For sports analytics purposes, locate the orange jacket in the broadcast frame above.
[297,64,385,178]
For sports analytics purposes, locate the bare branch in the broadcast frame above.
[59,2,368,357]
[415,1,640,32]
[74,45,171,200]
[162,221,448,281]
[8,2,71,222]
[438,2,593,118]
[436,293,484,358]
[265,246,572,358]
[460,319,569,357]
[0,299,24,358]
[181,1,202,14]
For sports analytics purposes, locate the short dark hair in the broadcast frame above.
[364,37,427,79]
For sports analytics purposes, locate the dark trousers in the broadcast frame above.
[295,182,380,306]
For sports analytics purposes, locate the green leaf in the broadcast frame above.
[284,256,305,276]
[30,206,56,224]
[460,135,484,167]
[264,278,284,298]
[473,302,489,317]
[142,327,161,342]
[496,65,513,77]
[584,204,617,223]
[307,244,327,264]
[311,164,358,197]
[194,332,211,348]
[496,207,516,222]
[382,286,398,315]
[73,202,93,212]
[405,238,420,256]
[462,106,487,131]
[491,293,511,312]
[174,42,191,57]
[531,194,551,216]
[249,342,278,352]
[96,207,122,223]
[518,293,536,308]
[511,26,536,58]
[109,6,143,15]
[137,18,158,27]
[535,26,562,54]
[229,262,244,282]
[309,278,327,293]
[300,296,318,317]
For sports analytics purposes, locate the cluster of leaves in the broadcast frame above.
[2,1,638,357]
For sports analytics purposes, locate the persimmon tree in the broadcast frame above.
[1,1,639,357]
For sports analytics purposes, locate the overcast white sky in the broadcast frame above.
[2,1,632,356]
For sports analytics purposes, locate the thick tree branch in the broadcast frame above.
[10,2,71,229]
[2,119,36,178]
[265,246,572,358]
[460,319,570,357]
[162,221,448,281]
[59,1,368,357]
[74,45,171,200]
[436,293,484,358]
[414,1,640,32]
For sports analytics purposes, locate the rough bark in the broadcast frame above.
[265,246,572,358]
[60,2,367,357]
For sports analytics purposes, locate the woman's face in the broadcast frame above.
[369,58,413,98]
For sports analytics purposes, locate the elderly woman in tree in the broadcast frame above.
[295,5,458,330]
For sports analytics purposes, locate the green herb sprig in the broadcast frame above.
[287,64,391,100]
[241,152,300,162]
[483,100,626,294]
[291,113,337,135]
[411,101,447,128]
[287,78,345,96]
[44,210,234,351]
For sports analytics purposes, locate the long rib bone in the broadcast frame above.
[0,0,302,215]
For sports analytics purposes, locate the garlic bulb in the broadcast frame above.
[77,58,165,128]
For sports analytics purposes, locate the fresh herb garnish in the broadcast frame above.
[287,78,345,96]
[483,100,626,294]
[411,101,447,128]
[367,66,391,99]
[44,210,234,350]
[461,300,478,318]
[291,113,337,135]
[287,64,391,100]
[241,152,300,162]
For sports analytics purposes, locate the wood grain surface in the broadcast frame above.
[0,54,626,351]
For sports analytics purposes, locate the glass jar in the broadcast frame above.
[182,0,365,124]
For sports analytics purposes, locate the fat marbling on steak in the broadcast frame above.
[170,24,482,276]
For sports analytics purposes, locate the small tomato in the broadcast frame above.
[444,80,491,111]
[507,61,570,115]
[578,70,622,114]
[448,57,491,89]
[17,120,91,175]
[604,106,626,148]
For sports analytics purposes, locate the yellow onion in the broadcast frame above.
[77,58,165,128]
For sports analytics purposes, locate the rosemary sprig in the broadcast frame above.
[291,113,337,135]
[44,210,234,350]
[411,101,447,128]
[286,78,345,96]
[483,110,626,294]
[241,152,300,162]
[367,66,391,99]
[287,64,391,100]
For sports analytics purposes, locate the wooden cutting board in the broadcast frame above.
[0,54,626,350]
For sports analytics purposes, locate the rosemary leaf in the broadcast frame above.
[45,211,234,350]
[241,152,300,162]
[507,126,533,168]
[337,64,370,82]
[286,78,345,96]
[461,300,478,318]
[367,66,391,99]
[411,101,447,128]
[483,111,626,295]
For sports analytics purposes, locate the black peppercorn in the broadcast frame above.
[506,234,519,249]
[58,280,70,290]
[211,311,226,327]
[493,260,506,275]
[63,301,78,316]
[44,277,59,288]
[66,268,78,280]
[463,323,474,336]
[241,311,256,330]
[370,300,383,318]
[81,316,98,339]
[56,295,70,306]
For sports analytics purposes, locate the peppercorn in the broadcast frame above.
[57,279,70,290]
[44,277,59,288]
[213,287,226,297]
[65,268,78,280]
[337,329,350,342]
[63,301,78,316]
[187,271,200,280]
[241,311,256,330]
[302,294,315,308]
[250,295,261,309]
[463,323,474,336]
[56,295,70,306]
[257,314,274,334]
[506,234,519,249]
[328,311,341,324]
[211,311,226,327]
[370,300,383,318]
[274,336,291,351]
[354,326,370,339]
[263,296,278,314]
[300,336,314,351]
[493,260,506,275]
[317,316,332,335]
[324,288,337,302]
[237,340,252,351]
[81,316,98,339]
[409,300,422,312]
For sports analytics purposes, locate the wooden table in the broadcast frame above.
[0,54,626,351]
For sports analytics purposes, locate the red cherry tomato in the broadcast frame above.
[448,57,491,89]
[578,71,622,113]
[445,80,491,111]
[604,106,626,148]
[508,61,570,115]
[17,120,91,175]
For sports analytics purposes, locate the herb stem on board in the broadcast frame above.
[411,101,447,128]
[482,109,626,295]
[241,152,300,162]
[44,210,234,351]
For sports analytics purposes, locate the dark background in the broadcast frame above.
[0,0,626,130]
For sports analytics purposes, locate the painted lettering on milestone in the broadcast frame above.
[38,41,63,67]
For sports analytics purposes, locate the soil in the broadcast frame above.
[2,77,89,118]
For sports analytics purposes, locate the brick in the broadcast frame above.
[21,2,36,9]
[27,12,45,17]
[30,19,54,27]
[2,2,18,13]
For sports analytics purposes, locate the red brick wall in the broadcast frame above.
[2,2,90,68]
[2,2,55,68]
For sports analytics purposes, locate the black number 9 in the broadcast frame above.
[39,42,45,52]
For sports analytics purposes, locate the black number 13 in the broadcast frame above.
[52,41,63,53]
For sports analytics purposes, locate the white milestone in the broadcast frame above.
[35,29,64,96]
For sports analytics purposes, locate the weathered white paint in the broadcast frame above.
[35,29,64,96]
○ ○ ○
# Exercise goal:
Starting at the line containing "For sports analytics purposes, locate the overcast" and ending at the line containing "[182,0,365,124]", reproduce every line of the records, including those without coordinates, and shift each bounding-box coordinate by adding -62 to it.

# Solution:
For sports analytics purposes, locate the overcast white sky in the broadcast frame above.
[-60,-61,570,294]
For sports analytics purposes, locate the thick tree branch in the broadcast frame above.
[-52,-60,9,167]
[-60,57,-26,116]
[203,184,510,296]
[398,257,508,295]
[100,159,386,219]
[-3,-61,306,295]
[12,-17,109,138]
[374,231,422,296]
[352,-61,578,-30]
For sports analytics purposes, locate the rough bark in the broadcast frame above.
[203,184,510,296]
[-2,-60,305,295]
For sports analytics purposes, locate the woman's face in the broadcast frame above.
[307,-4,351,36]
For sports analytics purposes, locate the elderly woman in tree in the broadcast frame above.
[233,-57,396,268]
For sports analytics purposes, locate the green herb sprig in the broadcast frame above.
[225,2,329,38]
[179,90,238,100]
[421,38,564,232]
[229,51,275,73]
[349,39,385,66]
[225,16,283,34]
[-18,148,172,289]
For sports analytics purposes, locate the long rib bone in the broadcast frame above.
[-62,-62,240,153]
For sports analytics purposes, locate the garlic bulb in the broadcast frame above.
[15,-4,103,66]
For sports analytics purposes, locate the fresh herb garnish in the broadcast frame above.
[225,16,283,34]
[421,38,564,232]
[349,39,385,66]
[305,4,329,37]
[-18,148,172,288]
[399,238,416,256]
[229,51,275,73]
[225,2,329,38]
[179,90,238,100]
For sports analytics purposes, locate the wood grain surface in the broadcast frame above.
[-62,-8,564,289]
For sports analytics purposes, locate the glass jar in the broadcast frame above.
[120,-62,303,62]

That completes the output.